*** Extract

Joint pain is a common complaint in the aging adult. The most common cause of joint pain is the development of osteoarthritis, most notably in the knee joint. Osteoarthritis usually develops in joints that were overused during one’s lifetime depending on the type of activity. These joints become injured and the cartilage is worn down unable to offer the joints enough cushioning. A result of this is the bones rubbing together causing joint pain and inflammation. Pain relievers are usually prescribed in such cases, but other treatments like glycosaminoglycans are also given to improve overall joint health. However, a less talked about contributing factor in poor joint health is dehydration. As it turns out, adequate fluid intake may significantly reduce joint pain.
Water and Joint Health
There is enough evidence to support the idea that age-related joint pain happens as a result of the joint cartilage wearing down. This is most often the case on the femoral side of the joint. This happens due to a gradual loss of cells and lower levels of growth hormone that happens as a natural part of aging. However, new studies suggest that age-related joint pain could be caused by something as simple as poor hydration. We shouldn’t be surprised by this as 70-80% of joint cartilage is made of water. This water content of the cartilage is controlled by a protein called aggrecan made of glycosaminoglycan chains. These protein molecules, when mixed with water, have a gel-like consistency. So even if you take glycosaminoglycan to support your joint health, without adequate hydration, all your efforts would be in vain. Age-related changes in aggrecan were found to influence joint hydration which is becoming a focus of newer arthritis studies.

******
*** Supplied entries

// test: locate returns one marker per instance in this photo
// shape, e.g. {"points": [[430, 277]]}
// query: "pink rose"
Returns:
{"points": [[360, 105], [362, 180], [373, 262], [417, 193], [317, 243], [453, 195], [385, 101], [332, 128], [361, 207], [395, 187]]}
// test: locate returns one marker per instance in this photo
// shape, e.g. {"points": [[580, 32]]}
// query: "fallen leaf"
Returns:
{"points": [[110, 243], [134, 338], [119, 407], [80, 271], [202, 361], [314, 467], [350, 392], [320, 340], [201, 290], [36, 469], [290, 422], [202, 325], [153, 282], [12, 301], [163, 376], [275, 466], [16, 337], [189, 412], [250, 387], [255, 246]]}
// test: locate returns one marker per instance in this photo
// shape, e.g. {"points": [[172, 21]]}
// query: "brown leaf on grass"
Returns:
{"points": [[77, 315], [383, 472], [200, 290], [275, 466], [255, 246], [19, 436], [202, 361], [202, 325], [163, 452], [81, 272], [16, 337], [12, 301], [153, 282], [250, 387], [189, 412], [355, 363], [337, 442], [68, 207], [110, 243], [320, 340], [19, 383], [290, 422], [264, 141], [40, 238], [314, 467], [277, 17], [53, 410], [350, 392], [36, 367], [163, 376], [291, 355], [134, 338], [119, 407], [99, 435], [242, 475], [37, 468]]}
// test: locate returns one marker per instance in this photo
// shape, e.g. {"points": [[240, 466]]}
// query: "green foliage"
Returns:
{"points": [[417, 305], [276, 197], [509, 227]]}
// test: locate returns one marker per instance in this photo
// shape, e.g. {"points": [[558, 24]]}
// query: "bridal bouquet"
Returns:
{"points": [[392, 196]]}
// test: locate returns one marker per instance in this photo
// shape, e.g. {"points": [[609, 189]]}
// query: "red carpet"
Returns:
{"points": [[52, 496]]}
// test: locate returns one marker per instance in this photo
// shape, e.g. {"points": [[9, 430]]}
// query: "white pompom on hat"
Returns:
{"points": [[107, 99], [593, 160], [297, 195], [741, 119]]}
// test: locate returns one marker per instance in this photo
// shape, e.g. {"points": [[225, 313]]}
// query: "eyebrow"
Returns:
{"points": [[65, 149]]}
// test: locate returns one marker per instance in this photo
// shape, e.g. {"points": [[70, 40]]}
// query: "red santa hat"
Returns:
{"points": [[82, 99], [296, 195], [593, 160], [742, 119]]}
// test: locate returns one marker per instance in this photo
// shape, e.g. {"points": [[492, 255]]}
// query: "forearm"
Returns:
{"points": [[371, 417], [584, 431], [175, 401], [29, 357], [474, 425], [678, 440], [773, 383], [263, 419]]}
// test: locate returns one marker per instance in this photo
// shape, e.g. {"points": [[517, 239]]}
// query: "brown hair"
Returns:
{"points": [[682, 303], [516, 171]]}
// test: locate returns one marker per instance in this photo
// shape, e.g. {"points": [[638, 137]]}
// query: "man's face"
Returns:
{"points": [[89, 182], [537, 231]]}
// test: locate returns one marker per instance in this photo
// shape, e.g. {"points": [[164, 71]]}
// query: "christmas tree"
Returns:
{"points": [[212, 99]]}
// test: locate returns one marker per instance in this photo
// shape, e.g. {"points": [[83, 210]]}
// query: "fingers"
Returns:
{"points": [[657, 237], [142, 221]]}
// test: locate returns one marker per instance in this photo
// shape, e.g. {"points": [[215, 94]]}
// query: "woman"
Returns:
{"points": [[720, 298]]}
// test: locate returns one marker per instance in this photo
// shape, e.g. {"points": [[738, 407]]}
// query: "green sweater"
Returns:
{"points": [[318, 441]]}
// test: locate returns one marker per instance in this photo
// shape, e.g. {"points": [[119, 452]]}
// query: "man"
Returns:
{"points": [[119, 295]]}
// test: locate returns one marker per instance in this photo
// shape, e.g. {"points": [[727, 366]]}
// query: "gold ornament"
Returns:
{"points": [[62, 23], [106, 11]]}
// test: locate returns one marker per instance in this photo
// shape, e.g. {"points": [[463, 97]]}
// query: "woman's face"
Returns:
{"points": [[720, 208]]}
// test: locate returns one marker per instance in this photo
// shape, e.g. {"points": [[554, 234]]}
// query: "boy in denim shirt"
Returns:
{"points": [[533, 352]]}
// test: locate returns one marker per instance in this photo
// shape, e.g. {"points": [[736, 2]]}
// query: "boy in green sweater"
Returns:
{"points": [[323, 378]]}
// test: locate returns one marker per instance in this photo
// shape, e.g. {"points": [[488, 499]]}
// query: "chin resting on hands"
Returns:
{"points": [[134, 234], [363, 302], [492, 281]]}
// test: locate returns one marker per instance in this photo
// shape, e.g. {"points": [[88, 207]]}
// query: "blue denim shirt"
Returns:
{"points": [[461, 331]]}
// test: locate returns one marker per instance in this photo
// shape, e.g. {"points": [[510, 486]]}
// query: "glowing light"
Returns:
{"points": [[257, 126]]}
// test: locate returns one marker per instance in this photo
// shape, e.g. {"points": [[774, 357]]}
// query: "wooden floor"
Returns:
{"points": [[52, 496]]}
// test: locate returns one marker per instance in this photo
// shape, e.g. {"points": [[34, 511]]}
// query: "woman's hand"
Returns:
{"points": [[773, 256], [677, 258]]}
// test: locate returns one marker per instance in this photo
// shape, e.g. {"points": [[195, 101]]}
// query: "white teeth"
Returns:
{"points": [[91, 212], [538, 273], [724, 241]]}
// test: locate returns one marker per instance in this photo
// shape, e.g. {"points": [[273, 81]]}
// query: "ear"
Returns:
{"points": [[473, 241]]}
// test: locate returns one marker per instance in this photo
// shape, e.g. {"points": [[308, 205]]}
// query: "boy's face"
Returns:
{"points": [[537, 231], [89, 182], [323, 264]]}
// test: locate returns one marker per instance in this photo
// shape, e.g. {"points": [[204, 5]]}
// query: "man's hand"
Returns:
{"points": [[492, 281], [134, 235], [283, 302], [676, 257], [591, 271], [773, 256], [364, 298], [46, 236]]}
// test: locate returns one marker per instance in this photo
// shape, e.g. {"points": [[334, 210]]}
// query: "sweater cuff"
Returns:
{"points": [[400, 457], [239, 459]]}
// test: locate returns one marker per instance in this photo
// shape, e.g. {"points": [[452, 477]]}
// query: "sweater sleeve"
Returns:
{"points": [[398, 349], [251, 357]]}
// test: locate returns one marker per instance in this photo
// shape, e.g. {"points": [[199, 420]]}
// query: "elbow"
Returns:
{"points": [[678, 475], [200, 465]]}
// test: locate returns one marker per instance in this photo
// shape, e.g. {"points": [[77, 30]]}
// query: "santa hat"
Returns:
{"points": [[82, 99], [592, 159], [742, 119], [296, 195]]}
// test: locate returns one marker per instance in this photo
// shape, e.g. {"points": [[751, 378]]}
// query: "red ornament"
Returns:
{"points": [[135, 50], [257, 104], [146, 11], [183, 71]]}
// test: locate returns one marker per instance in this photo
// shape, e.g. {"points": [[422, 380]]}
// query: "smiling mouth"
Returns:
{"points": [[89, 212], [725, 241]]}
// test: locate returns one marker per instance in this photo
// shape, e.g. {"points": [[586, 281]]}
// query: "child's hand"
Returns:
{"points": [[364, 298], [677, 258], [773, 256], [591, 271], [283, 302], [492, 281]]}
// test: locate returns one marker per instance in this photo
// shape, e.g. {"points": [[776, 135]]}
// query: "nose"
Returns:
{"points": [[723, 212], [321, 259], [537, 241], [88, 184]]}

******

• [Description of the task] Condense the paragraph starting "There is enough evidence" from the text on joint pain and hydration into a short bulleted list that keeps its main facts. You won't need the rows for this.

• [Output of the task]
- Age-related joint pain is well supported as resulting from worn-down joint cartilage, most often on the femoral side.
- This wear comes from a gradual loss of cells and lower growth hormone levels as part of aging.
- New studies suggest poor hydration could also cause age-related joint pain.
- Joint cartilage is 70–80% water.
- Its water content is controlled by aggrecan, a protein made of glycosaminoglycan chains that forms a gel when mixed with water.
- Taking glycosaminoglycan for joint health is in vain without adequate hydration.
- Age-related changes in aggrecan affect joint hydration, a growing focus of arthritis research.